Copy every line of the listing below word for word, without the pictures.

--- Records supplied ---

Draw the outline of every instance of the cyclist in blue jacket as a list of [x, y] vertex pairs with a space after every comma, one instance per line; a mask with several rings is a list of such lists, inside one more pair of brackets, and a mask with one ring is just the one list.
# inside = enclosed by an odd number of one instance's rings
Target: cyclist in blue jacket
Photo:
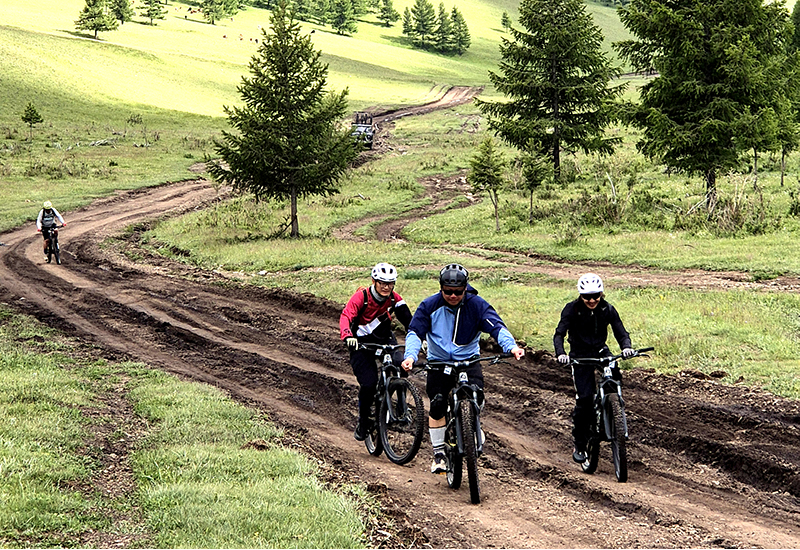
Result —
[[[480, 337], [485, 332], [517, 360], [525, 350], [517, 345], [511, 332], [495, 309], [469, 284], [469, 273], [459, 264], [449, 264], [439, 273], [439, 292], [417, 307], [406, 335], [403, 368], [411, 370], [422, 348], [428, 343], [428, 360], [463, 361], [480, 355]], [[470, 382], [483, 388], [480, 363], [467, 371]], [[433, 445], [431, 473], [447, 471], [444, 454], [445, 412], [447, 394], [455, 385], [452, 376], [438, 371], [428, 372], [426, 391], [431, 401], [428, 428]]]
[[[631, 337], [617, 310], [606, 302], [603, 280], [594, 273], [586, 273], [578, 279], [580, 296], [564, 306], [561, 320], [553, 335], [553, 347], [558, 362], [568, 365], [570, 357], [578, 359], [599, 359], [611, 355], [606, 345], [608, 327], [614, 333], [622, 354], [633, 355]], [[568, 338], [569, 355], [564, 350], [564, 338]], [[586, 445], [592, 425], [594, 394], [597, 390], [594, 367], [592, 365], [573, 365], [572, 379], [575, 383], [575, 409], [572, 411], [572, 439], [575, 462], [586, 460]]]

---

→ Response to the task
Draw the outline of every instance of the cyclist in blue jacket as a list of [x, y] vertex pairs with a space after every comma, one instance per line; a mask with several rings is a list of such lists, inside one more pair of brackets, and a mask with one ring is just the one list.
# inside = enclosed by an odd number of one instance's rings
Target: cyclist in blue jacket
Photo:
Result —
[[[480, 337], [485, 332], [517, 360], [525, 350], [517, 345], [511, 332], [495, 309], [469, 284], [469, 273], [459, 264], [449, 264], [439, 273], [439, 292], [417, 307], [406, 335], [403, 368], [411, 370], [422, 348], [428, 343], [428, 360], [463, 361], [480, 355]], [[470, 382], [483, 388], [480, 363], [467, 371]], [[433, 445], [431, 473], [447, 471], [444, 454], [445, 412], [447, 394], [455, 385], [452, 376], [438, 371], [428, 372], [426, 391], [431, 401], [428, 428]]]
[[[631, 337], [617, 310], [606, 302], [603, 280], [594, 273], [586, 273], [578, 279], [580, 296], [564, 306], [561, 320], [553, 335], [553, 347], [558, 362], [568, 365], [570, 357], [578, 359], [599, 359], [611, 355], [606, 345], [608, 327], [614, 333], [622, 354], [633, 355]], [[568, 338], [569, 355], [564, 350], [564, 338]], [[586, 445], [592, 425], [594, 394], [597, 390], [594, 367], [592, 365], [573, 365], [572, 379], [575, 383], [575, 409], [572, 411], [572, 439], [575, 462], [586, 460]]]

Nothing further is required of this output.